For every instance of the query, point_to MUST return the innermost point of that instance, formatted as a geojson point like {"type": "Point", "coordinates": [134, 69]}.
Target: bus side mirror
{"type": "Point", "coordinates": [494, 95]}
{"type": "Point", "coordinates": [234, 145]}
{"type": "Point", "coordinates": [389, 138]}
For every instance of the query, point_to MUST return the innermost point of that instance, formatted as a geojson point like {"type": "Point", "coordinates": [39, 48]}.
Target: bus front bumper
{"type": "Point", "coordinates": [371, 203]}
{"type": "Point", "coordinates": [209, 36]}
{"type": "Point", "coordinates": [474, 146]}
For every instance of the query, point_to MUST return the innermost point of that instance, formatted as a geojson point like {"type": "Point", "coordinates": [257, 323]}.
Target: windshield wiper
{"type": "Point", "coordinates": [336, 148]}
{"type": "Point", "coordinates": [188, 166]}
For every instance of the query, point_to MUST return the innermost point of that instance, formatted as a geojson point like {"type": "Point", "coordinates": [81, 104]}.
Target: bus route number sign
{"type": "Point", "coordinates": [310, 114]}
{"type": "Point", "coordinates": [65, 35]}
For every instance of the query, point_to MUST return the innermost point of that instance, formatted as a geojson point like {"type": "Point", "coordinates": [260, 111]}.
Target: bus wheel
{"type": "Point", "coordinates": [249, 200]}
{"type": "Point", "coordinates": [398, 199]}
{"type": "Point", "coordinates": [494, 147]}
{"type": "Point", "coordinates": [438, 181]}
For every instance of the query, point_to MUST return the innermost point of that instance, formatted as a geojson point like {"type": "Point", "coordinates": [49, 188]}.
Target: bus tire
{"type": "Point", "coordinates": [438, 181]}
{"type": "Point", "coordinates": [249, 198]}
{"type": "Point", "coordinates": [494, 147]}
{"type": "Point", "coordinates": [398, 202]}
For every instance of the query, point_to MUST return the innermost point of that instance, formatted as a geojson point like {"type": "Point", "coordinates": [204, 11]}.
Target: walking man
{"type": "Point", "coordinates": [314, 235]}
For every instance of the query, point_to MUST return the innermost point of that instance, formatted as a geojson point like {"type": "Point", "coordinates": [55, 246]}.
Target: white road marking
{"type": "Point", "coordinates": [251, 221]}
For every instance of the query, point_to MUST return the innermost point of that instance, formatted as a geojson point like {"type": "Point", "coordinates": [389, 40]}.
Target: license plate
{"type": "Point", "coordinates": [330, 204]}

= = = =

__Aim of the task__:
Your task is to transcribe the material exactly.

__Output for this task__:
For every instance of the query, point_to MUST return the innermost point of that instance, formatted as a geojson point like {"type": "Point", "coordinates": [134, 69]}.
Target: bus side mirror
{"type": "Point", "coordinates": [494, 95]}
{"type": "Point", "coordinates": [234, 145]}
{"type": "Point", "coordinates": [389, 138]}
For every instance of the query, point_to MUST return the innermost point of that instance, formatted as a geojson point like {"type": "Point", "coordinates": [39, 48]}.
Target: bus front bumper
{"type": "Point", "coordinates": [371, 203]}
{"type": "Point", "coordinates": [209, 36]}
{"type": "Point", "coordinates": [474, 146]}
For every instance of the query, point_to MUST return the innermost point of that instance, formatted as a geojson point like {"type": "Point", "coordinates": [257, 323]}.
Target: windshield wiper
{"type": "Point", "coordinates": [336, 148]}
{"type": "Point", "coordinates": [188, 166]}
For every instance of the query, point_to MUST return the innermost point of that instance, formatted as a geojson point like {"type": "Point", "coordinates": [81, 104]}.
Target: bus route number sign
{"type": "Point", "coordinates": [310, 114]}
{"type": "Point", "coordinates": [65, 35]}
For every instance of the query, point_to MUST return the innermost point of that instance, formatted as a geojson point like {"type": "Point", "coordinates": [260, 111]}.
Target: bus wheel
{"type": "Point", "coordinates": [249, 200]}
{"type": "Point", "coordinates": [398, 199]}
{"type": "Point", "coordinates": [494, 147]}
{"type": "Point", "coordinates": [438, 181]}
For every instance of the query, point_to MUST return the innermost point of that instance, formatted as a geojson point like {"type": "Point", "coordinates": [49, 188]}.
Target: bus tire
{"type": "Point", "coordinates": [438, 181]}
{"type": "Point", "coordinates": [249, 198]}
{"type": "Point", "coordinates": [494, 147]}
{"type": "Point", "coordinates": [398, 202]}
For every instance of the query, point_to MUST return the innermost point of that instance, formatted as a geojson point like {"type": "Point", "coordinates": [204, 11]}.
Target: walking man
{"type": "Point", "coordinates": [314, 235]}
For every instance of the query, point_to MUST return the innermost point of that instance, formatted as a geojson point like {"type": "Point", "coordinates": [55, 246]}.
Target: white road marking
{"type": "Point", "coordinates": [251, 221]}
For every instance of the query, point_to MUST return the innermost point of that instance, formatted as a geojson point like {"type": "Point", "coordinates": [389, 40]}.
Target: license plate
{"type": "Point", "coordinates": [330, 204]}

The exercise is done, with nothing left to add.